• **What to work on**
Write the next part of the text below on COVID-19 vaccine testing and reinfection, picking up after its final sentence.

___ Text provided ___

Woah woah woah, let's hang on for a second.
The Moderna vaccine candidate appears to trigger an antibody response in the elderly. That is promising, given that an antibody response to this vaccine protected macaques against SARS-CoV-2 in direct challenge trials, but it does not prove that it is effective.
The only way to prove efficacy is to start giving both the vaccine candidate and a placebo to people and then tracking how many people who got the vaccine get COVID-19 vs. how many people who got placebo got COVID-19. That is going to take some time.
One thing about immunity, there is re-infection of the virus in many cases, however does the disease present in the same person more than once? You can be reinfected with the same flu strain also but are you actually going to get seriously sick again or is it going to be mild or not even noticeable. Not all immunity is sterilizing like the Measles or Chicken Pox.
Regarding Coronavirus re-infection, it seems that someone can be reinfected but has a very mild illness or is asymptomatic. Sterilizing immunity might be short lived but remember if there is no natural immunity then a vaccine is doubtful. From the trials is seems that many of them produce both antibody and T-cell responses which is good news.
You get it. When people do get reinfected, they usually are found on an incidental screen (like the 33yo gentleman in Hong Kong who was screened on return from travel). They usually get minimal to no symptoms. There was, however, the once case of a young man (25) in Reno getting it twice with two different genetic variants. The second time, he got much more sick. He was never tested for antibodies after the first illness, but about two weeks into the second, he tested positive for both IgG and IgM. I think my best interpretation, given that his initial infection had been over 40 days prior, is that he didn't make antibodies the first time around. If he had, he would probably not have tested positive for IgM, which is usually only present for the first month or so after exposure to a new infectious agent.

___ Dataset content ___

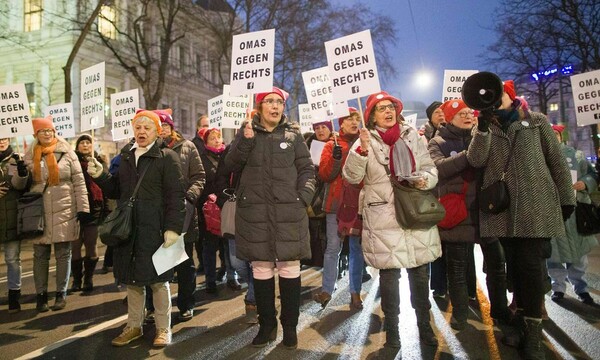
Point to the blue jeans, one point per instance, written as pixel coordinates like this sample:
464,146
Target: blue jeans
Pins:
12,257
568,271
332,254
244,271
357,262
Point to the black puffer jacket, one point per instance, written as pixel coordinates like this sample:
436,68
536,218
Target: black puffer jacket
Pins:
277,182
159,207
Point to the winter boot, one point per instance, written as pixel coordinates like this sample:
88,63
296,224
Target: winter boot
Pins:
290,310
13,301
264,292
89,265
77,270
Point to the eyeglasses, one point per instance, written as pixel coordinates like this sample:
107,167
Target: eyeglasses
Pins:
273,101
382,108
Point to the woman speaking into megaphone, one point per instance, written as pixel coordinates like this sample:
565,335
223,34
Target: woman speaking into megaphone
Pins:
521,159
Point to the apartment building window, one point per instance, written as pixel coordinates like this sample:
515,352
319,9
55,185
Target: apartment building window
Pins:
33,15
106,22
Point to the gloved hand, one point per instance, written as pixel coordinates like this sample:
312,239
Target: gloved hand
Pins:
336,154
567,210
94,168
170,238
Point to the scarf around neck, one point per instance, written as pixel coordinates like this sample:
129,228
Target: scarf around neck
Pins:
47,151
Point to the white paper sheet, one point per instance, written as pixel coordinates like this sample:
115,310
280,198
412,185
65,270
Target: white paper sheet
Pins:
167,258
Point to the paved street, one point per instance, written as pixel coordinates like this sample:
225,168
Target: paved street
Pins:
219,329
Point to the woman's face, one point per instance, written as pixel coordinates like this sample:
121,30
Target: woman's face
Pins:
271,109
45,136
144,132
385,114
214,139
4,144
85,147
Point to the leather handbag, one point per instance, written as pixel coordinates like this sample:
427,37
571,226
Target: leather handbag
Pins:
415,209
118,226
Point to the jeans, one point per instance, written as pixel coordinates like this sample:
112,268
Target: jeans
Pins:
12,257
332,254
41,266
569,271
357,262
244,271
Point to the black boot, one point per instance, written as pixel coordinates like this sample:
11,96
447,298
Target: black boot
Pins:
77,271
13,301
264,292
89,266
290,310
42,302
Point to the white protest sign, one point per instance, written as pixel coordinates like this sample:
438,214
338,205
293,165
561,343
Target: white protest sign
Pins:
252,62
215,112
317,84
234,108
453,81
92,97
63,119
352,67
123,106
15,118
411,120
586,97
305,118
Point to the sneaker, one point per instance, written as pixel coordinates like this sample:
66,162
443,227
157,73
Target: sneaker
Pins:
163,337
128,335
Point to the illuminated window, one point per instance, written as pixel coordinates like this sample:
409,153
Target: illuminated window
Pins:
106,22
33,15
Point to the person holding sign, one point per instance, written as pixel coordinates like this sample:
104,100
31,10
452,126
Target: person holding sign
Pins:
58,175
277,182
159,213
386,142
13,180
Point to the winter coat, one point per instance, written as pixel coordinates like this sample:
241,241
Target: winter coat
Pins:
448,150
538,178
159,206
8,202
62,202
277,183
385,244
330,171
193,182
570,248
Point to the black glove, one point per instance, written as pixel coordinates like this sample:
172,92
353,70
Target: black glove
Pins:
337,152
567,210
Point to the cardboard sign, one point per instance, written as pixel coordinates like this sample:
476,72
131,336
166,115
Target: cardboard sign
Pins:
586,97
63,119
305,118
123,106
252,62
15,118
352,67
234,108
215,112
92,97
453,81
317,84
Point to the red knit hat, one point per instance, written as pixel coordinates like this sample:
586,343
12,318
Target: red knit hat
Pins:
283,94
150,115
509,88
373,99
452,107
42,123
351,111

___

• **Your response**
It happens. Some people, particularly young people, can clear a viral infection entirely by using innate immune mechanisms that don't involve a memory response. This is common in norovirus, in which 30% of people don't get a memory response. Even for chickenpox, very rare cases of people getting the disease twice have been reported.
The other possibility is that this was a rare case of antibody-dependent enhancement. That would be more worrisome, but it still appears rare, and even if it was, ADE only occurs once per virus.
Herd immunity doesn't work with something that can reignite 3 months after being defeated.
Sure it can. Not all immunity need be sterilizing. When the most recent "common cold" coronavirus, HCoV-OC43 first appeared in 1890 it caused a global pandemic. They thought it was flu at the time but it appears it was something entirely different. HCoV-OC43 still circulates today. You've had it. I've had it. We've all had it. We got it when we were younger than ten, because kids are good at fighting respiratory coronaviruses. We got memory immunity, but not life-long sterilizing immunity. So we keep getting reinfected through our lives, but those reinfections are mild (common cold or no symptoms at all). Occasionally, however, those common cold coronaviruses can make people really sick.
If there were no vaccines, this virus would work its way through the population and settle into being an endemic common cold coronavirus.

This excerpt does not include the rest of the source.